*** Raw data ***

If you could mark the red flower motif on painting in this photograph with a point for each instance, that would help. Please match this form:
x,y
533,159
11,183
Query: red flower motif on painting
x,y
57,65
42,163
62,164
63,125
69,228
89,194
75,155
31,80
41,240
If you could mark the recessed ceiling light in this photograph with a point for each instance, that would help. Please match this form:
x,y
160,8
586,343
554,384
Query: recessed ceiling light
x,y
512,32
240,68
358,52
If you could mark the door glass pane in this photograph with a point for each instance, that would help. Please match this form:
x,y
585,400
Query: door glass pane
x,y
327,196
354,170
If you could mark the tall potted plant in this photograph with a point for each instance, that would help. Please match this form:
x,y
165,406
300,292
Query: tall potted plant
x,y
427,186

***

Written exercise -> Rewrite the items above with "Query" swapped for "Target" wherever it occurs, leaving everything else unchanged.

Reply ->
If you could mark the red flower motif on painting in this photograph with a point for each instance, that would help. Please match this form:
x,y
533,159
11,183
Target: red flower motif on painting
x,y
57,65
42,163
62,164
63,125
69,228
89,194
75,155
31,80
41,240
If you could mark the recessed ceiling light in this photograph with a point for each instance, that would help. Please match this form:
x,y
160,8
586,343
554,384
Target: recessed ceiling light
x,y
512,32
240,68
358,52
If you could mark the door glass pane in this photograph with a point for each instance, that would help. Please match this form:
x,y
585,400
Target: door glass pane
x,y
327,196
354,170
If you could mark the tall potted plant in this photograph with a point for each instance, that would help. Please match this form:
x,y
165,406
300,292
Target: tall potted plant
x,y
427,186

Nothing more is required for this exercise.